# RECORDS PROVIDED:
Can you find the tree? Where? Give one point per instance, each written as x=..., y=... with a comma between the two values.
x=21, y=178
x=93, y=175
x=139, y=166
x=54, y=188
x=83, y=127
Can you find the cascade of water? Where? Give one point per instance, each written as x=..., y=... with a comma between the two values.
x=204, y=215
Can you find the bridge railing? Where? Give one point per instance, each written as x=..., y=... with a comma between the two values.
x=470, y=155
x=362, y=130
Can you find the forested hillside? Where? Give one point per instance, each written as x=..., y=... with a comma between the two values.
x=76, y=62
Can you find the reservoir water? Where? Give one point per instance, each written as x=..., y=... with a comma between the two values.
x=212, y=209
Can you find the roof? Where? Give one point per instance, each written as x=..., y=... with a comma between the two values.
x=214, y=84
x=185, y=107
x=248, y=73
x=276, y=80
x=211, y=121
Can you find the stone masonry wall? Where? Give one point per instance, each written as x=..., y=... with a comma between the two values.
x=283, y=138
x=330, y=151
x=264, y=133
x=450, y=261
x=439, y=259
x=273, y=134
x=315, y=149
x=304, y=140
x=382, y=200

# WHAT TO DO:
Can you reproduce every one of the records above, requests included, rescaling each x and y coordinate in the answers by 2.25 and rounding to the nearest whole number, with halves rounded up?

# OUTPUT FOR THIS TASK:
Can you find the tree? Where? Give one point per instance, each written as x=..., y=... with a comma between the two values.
x=47, y=401
x=209, y=394
x=313, y=374
x=122, y=423
x=187, y=286
Can you find the cascade of water? Where? Give one point per instance, each written as x=..., y=... with a comma between the two values.
x=459, y=484
Can you find the bridge railing? Where? Give one point per instance, each written as x=..., y=... with a comma between the two values.
x=1058, y=349
x=815, y=293
Can you find the forested hillside? Where? Give one point per instance, each written as x=..., y=... with a comma between the two values.
x=171, y=140
Can you find the reservoir water? Where? Give one point per instance, each written as x=..., y=... with a comma between the two values.
x=477, y=470
Can you find the roof? Where? Give one point per instance, each written as x=..., y=... with a comma between the two values.
x=482, y=189
x=416, y=241
x=558, y=164
x=621, y=180
x=475, y=272
Can you find the stone masonry wall? Where? Give one point per instance, each written as x=..., y=... with a comma between the two values.
x=637, y=311
x=743, y=340
x=594, y=299
x=1013, y=587
x=988, y=583
x=614, y=302
x=709, y=335
x=684, y=315
x=860, y=450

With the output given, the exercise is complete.